== Source passage ==
Understandably, she was very upset about the decision. According to the BBC she said: 'It's incredibly sad ... It feels like a bureaucratic response with maybe a lack of compassion. It seemed really churlish and hurtful.' [1]

Equally understandably, those campaigning in favour of the Church of England agreeing to celebrate same-sex marriages were also very critical of the decision.

Thus, Jayne Ozanne wrote in a letter published in The Guardian:

'The Church of England's decision to bar Mpho Tutu van Furth from conducting her godfather's funeral in church has now solidified its reputation in the nation as institutionally homophobic, cruel and unloving -- the very opposite of what it is meant to stand for. No wonder we are haemorrhaging people and inoculating younger generations from wanting to have anything to do with us, squandering the millions we are currently pouring into mission and evangelism.

== Data lines ==
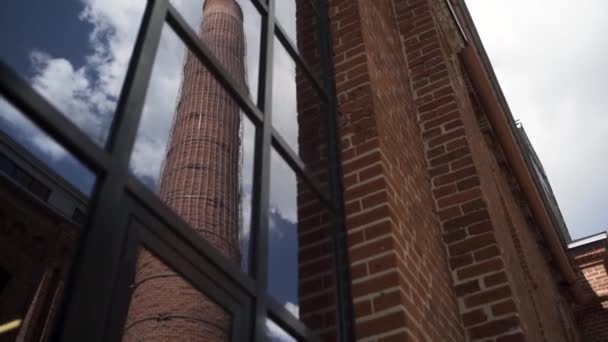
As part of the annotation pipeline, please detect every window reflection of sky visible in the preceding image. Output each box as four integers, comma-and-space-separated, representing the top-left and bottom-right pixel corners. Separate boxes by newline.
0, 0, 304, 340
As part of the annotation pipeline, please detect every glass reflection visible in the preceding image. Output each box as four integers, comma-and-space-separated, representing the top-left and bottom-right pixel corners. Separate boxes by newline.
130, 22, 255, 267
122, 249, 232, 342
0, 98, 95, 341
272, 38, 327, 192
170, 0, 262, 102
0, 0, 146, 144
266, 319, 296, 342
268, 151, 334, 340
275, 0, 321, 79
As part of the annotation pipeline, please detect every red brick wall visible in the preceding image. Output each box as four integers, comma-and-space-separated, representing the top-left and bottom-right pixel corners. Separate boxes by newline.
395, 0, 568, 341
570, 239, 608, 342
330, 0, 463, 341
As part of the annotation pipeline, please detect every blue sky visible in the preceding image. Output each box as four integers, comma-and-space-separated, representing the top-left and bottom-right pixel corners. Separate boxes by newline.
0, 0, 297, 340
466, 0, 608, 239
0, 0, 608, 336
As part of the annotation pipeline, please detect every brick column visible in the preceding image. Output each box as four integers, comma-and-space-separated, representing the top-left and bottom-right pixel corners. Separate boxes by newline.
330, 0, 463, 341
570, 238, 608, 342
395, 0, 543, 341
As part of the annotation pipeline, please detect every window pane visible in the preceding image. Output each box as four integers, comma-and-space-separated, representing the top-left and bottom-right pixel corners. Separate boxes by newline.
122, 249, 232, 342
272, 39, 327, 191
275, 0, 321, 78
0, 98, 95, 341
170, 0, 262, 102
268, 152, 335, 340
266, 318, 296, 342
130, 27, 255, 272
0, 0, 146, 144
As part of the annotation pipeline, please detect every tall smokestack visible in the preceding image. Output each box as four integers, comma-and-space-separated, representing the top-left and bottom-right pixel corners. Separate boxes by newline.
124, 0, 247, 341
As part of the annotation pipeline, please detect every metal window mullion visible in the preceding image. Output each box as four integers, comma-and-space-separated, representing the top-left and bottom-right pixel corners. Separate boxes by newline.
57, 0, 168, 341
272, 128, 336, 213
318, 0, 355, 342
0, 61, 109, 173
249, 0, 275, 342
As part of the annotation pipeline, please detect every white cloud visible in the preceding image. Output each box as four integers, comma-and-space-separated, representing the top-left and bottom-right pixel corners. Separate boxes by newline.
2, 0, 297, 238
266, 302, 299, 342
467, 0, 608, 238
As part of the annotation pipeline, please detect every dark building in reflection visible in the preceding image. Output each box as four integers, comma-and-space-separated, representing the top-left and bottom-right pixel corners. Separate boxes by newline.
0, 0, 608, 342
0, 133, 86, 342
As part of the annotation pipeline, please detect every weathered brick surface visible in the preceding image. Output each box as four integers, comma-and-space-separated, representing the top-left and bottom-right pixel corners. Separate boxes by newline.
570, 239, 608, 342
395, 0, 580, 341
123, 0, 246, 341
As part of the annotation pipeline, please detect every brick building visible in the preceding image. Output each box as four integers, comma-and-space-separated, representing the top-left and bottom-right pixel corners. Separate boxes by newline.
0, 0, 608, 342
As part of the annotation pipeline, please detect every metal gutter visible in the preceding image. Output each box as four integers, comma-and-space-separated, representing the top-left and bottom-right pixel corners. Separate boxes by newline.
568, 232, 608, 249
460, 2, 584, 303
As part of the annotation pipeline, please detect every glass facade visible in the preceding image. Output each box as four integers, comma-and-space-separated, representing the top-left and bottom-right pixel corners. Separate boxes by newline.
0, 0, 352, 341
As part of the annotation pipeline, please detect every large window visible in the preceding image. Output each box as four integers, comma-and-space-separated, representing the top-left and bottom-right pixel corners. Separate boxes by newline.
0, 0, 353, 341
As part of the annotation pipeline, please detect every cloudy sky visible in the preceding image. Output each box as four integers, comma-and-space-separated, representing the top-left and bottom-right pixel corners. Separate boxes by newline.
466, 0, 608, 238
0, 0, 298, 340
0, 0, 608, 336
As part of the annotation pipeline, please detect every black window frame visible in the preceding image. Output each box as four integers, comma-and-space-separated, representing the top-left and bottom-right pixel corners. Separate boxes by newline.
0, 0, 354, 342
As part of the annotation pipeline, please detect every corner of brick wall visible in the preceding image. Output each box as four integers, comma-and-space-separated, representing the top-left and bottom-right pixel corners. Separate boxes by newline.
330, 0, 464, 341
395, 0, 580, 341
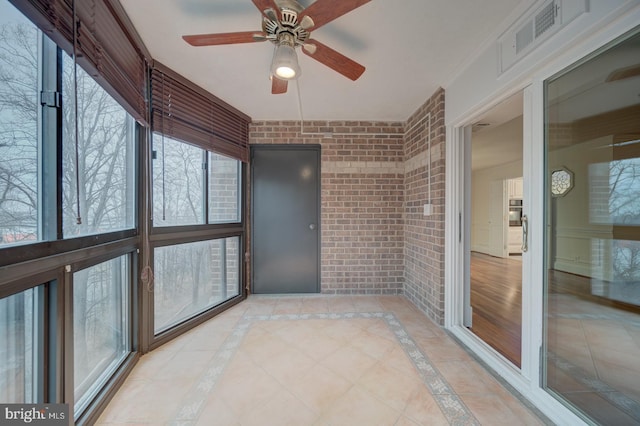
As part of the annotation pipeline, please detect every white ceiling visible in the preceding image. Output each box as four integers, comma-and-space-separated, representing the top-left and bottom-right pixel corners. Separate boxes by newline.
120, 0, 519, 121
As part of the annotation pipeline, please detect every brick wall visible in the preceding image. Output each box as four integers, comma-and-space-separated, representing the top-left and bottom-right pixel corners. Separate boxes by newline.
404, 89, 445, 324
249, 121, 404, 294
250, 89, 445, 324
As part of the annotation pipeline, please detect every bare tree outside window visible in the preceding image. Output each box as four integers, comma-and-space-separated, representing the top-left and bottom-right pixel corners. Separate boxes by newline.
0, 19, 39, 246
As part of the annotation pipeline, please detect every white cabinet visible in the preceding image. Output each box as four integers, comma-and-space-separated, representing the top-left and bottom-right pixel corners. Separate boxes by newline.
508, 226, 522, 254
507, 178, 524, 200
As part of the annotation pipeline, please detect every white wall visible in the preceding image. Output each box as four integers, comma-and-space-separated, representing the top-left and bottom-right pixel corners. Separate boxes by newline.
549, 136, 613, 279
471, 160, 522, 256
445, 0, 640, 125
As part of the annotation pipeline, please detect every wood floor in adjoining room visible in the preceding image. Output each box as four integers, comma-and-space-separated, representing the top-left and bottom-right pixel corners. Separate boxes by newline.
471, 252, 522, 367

== Instructions ==
(1) Reproduce the passage about the Church of England's funeral decision, starting at "Thus, Jayne Ozanne" and ending at "mission and evangelism.".
(2) Write the next part of the passage about the Church of England's funeral decision, picking up right after its final sentence.

== Answers for the tasks ==
(1)
Thus, Jayne Ozanne wrote in a letter published in The Guardian:

'The Church of England's decision to bar Mpho Tutu van Furth from conducting her godfather's funeral in church has now solidified its reputation in the nation as institutionally homophobic, cruel and unloving -- the very opposite of what it is meant to stand for. No wonder we are haemorrhaging people and inoculating younger generations from wanting to have anything to do with us, squandering the millions we are currently pouring into mission and evangelism.

(2)
Unless our bishops recognise the damage their silence and inaction has done and apologise for the lives that they have upset and harmed, we risk becoming a laughing stock to the nation. We need a Church of England that serves and honours the whole of England, not just the chosen few.' [2]

Thus also, The Campaign for Equal Marriage in the Church of England declared:

'It is astonishing that any Christian, let alone a Church of England bishop, should think it to be right to bar a priest from taking the funeral of her godfather, whatever her marital status.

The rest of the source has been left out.